OBJECTIVE A:
Summarize the Pitchfork scraping lab in two sentences.
OBJECTIVE B:
In the Pitchfork scraping lab, what is collecting the links to each review page compared to?
OBJECTIVE C:
Resume the Pitchfork scraping lab after its last line.

SOURCE EXTRACT:
· · ·
# Lab 04: Scraping Reviews

**GOALS**: 

- Scrape album reviews from Pitchfork
- Scrape album images from Pitchfork


## LEVEL I

In the last example [*intro to webscraping*](08-Beautiful-Soup-Scraping.ipynb), we extracted basic information from the page containing all reviews on **pitchfork.com**.  Now, your task is first, to scrape the links to each review page.  This is akin to clicking on the review, and being taken to the page with the full review.

![](images/pitch_ind.png)

At each page, your goal is to scrape the headline, the text of the review, the score as a number, the author, genre, and date.  If you're feeling ambitious, grab the sample music files when they exist.

In [1]:
%matplotlib inline
import matplotlib.pyplot as plt
import requests
from bs4 import BeautifulSoup
import pandas as pd
import numpy as np

In [2]:
url = 'https://pitchfork.com/reviews/albums'

In [3]:
siteUrl = 'https://pitchfork.com'

In [4]:
response = requests.get(url)
· · ·
[Location labeling records]
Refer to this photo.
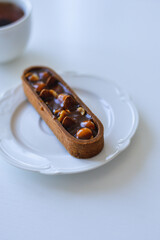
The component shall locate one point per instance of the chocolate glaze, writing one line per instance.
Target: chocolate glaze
(51, 82)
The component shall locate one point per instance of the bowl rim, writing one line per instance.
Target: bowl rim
(27, 12)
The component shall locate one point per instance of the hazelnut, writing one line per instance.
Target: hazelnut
(28, 74)
(68, 122)
(88, 124)
(84, 133)
(81, 110)
(51, 81)
(53, 93)
(44, 75)
(47, 95)
(67, 101)
(40, 86)
(57, 110)
(33, 77)
(62, 115)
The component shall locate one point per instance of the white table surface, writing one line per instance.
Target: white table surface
(119, 40)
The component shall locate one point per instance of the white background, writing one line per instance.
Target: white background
(118, 40)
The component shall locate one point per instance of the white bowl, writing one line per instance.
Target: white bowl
(14, 37)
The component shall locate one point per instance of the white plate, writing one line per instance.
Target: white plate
(27, 142)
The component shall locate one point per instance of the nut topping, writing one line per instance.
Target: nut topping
(68, 122)
(47, 95)
(62, 115)
(84, 133)
(51, 81)
(40, 86)
(44, 75)
(33, 77)
(67, 101)
(88, 124)
(63, 105)
(81, 110)
(53, 93)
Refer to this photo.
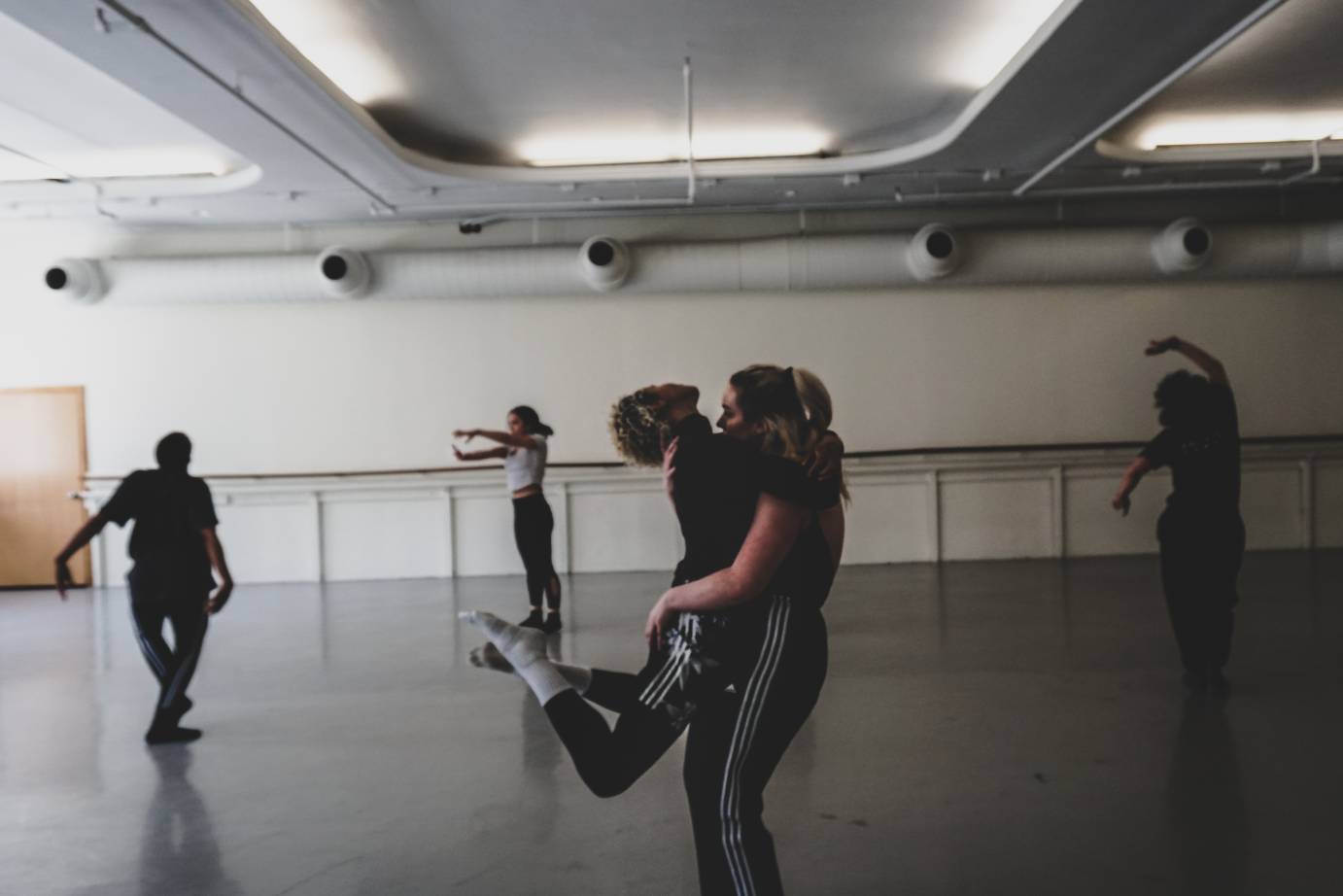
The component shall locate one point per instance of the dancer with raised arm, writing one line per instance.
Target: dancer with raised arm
(1201, 534)
(523, 449)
· · ·
FINAL ANSWER A:
The lab sets out to scrape album reviews and album images from Pitchfork, beginning with the links to each individual review page on the page that lists all reviews. On each review page, the headline, review text, score as a number, author, genre, and date are to be scraped, with the sample music files as an optional addition when they exist.

FINAL ANSWER B:
Clicking on the review and being taken to the page with the full review.

FINAL ANSWER C:
In [5]:
response

<Response [200]>

In [6]:
response.text[:1000]

'<!DOCTYPE html><html lang="en"><head><title data-react-helmet="true">New Albums &amp; Music Reviews | Pitchfork</title><meta data-react-helmet="true" name="viewport" content="width=device-width, initial-scale=1.0, user-scalable=no"/><meta data-react-helmet="true" name="og:type" content="website"/><meta data-react-helmet="true" name="og:site_name" content="Pitchfork"/><meta data-react-helmet="true" name="og:title" content="Pitchfork"/><meta data-react-helmet="true" name="og:url" content="https://pitchfork.com"/><meta data-react-helmet="true" name="description" content="Daily reviews of every important album in music"/><meta data-react-helmet="true" name="og:description" content="Daily reviews of every important album in music"/><script async="" src="/fonts-css/load-fonts.min.js"></script><link data-react-helmet="true" rel="shortcut icon" type="image/png" href="https://cdn.pitchfork.com/assets/misc/favicon-32.png"/><link data-react-helmet="true" rel="icon" type="image/png" href="https:/

In [7]:
soup = BeautifulSoup(response.text, 'html.parser')

In [8]:
soup.find('div', {'class': 'review'})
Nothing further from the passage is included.